Quote only the lines from the top of the listing below down to and including the line with "[(67, 169)]".

Data for review.
────────
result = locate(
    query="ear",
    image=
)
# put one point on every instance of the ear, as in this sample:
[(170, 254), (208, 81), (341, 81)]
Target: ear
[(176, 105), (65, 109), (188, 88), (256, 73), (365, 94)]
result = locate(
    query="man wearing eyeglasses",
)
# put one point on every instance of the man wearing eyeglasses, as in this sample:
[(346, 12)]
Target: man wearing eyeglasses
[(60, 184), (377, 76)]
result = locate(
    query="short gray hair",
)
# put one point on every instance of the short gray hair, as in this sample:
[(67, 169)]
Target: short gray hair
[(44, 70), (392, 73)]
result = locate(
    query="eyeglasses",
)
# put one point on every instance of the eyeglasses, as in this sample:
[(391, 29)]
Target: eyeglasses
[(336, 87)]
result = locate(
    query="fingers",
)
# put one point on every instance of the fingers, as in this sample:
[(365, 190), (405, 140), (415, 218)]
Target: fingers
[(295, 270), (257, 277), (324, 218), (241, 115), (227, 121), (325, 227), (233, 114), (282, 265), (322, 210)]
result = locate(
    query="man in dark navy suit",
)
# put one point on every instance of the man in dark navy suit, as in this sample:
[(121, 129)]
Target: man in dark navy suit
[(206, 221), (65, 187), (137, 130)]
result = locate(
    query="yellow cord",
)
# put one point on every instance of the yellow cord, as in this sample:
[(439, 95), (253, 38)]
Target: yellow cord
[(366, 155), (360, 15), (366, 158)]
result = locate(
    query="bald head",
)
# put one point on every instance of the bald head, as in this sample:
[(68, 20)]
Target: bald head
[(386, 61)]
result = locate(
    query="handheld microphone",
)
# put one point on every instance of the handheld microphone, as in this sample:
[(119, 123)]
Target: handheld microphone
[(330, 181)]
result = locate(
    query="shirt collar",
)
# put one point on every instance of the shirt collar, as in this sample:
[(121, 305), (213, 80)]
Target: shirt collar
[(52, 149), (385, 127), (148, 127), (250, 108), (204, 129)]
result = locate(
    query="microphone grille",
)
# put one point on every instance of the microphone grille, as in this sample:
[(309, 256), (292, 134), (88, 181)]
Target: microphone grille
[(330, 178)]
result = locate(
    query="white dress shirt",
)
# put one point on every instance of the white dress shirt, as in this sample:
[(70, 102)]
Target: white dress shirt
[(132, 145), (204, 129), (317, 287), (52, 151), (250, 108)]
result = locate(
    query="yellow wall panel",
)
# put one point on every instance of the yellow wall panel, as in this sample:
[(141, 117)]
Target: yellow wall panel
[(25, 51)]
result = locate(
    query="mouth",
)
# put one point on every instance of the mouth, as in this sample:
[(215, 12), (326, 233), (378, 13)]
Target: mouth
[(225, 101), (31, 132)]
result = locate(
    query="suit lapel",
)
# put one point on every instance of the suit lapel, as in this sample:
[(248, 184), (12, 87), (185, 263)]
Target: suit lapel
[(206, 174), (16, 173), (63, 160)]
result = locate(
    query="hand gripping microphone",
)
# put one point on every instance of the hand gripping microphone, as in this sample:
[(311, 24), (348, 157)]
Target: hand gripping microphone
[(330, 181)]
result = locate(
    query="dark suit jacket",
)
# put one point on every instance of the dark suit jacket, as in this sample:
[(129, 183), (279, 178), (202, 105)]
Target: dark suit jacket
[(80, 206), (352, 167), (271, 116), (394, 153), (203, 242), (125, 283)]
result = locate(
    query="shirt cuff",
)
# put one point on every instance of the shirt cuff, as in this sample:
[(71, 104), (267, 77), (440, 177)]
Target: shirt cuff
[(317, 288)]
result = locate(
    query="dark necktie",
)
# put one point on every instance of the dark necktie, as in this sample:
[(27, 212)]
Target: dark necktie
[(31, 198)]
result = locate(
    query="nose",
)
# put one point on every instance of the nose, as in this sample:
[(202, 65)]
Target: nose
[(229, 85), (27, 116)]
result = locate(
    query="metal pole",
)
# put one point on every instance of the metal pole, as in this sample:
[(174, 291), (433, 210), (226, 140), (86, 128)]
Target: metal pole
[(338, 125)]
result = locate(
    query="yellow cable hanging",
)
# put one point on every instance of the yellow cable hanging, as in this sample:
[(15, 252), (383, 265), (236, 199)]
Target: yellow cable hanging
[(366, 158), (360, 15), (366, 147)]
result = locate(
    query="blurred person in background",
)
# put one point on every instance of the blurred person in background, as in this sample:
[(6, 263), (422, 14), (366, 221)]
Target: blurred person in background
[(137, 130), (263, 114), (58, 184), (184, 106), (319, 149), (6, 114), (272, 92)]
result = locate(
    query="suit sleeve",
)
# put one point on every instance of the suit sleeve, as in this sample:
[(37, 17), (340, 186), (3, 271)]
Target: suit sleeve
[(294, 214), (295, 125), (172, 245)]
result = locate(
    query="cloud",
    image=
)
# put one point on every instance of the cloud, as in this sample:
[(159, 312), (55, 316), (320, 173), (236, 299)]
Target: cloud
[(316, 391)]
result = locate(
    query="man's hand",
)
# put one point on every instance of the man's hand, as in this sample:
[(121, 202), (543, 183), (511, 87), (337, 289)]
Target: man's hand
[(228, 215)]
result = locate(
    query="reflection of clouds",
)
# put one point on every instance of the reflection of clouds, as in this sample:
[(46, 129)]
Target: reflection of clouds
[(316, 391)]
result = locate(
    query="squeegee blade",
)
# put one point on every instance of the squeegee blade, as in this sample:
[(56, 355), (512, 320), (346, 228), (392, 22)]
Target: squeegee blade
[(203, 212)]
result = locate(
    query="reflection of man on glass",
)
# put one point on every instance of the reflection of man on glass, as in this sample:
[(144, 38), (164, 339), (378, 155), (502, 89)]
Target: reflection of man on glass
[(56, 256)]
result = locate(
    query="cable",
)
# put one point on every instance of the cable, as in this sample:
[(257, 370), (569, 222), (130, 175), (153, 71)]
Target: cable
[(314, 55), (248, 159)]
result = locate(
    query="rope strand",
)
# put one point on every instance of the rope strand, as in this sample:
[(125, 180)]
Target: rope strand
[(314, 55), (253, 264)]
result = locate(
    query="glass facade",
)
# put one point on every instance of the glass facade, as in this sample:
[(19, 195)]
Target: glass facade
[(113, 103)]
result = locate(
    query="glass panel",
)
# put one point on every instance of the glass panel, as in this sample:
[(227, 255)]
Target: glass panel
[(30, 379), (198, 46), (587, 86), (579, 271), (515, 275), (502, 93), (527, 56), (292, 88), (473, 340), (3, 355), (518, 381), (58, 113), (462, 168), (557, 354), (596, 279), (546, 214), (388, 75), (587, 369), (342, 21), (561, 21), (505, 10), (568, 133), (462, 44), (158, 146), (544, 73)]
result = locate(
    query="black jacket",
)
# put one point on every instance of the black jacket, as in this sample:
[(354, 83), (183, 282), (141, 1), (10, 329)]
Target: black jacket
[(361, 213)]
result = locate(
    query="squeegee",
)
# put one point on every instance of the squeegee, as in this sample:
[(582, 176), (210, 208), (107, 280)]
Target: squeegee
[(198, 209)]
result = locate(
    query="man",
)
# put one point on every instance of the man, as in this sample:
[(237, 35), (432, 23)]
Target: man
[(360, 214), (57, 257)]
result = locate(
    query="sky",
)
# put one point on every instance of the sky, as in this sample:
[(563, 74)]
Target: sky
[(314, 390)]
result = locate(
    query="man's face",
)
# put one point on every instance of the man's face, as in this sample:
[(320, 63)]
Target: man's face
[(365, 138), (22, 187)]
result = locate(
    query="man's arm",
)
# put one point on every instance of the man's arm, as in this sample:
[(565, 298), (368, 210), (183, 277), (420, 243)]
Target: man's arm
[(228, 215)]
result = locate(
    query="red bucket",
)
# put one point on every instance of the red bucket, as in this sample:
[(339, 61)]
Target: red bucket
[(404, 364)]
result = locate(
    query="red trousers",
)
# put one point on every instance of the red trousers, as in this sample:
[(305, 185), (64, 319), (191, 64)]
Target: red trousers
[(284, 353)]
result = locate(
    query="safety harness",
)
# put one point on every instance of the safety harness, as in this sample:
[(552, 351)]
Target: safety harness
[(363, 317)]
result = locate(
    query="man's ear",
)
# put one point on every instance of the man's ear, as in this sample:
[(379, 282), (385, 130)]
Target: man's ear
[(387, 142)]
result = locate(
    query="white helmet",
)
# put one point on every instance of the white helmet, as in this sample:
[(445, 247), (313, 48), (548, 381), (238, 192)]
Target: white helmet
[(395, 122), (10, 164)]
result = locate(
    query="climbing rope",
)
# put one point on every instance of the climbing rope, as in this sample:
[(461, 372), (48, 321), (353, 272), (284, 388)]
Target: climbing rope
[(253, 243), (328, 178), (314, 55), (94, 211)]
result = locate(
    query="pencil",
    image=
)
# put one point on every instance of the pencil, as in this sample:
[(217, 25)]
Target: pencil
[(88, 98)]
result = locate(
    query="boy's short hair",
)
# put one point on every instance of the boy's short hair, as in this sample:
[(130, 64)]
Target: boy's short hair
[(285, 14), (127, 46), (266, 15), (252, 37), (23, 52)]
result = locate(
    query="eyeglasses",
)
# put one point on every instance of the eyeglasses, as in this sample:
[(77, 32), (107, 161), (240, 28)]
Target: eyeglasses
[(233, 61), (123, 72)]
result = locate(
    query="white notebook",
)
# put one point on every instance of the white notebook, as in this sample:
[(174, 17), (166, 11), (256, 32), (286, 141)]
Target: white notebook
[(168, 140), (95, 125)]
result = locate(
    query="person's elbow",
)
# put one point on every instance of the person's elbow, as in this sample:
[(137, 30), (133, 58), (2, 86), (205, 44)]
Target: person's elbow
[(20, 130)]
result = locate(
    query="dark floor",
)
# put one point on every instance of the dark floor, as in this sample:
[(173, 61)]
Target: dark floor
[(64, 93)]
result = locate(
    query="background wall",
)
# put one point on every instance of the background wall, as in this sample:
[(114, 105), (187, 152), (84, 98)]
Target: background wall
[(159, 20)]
────────
Answer to the exercise.
result = locate(
    query="ear",
    image=
)
# put one point on every instance of the ear, as in this sample:
[(170, 254), (208, 81), (341, 81)]
Target: ear
[(176, 105), (65, 109), (188, 88), (256, 73), (365, 94)]
result = locate(
    query="man wearing eyeglasses",
)
# put one point on every instance of the man wearing eyeglasses, as in this sample:
[(346, 12)]
Target: man wearing eyeglasses
[(60, 184), (377, 76)]
result = locate(
    query="short gray hair",
)
# put one point on every instance of the short gray hair, as in this sample:
[(67, 169)]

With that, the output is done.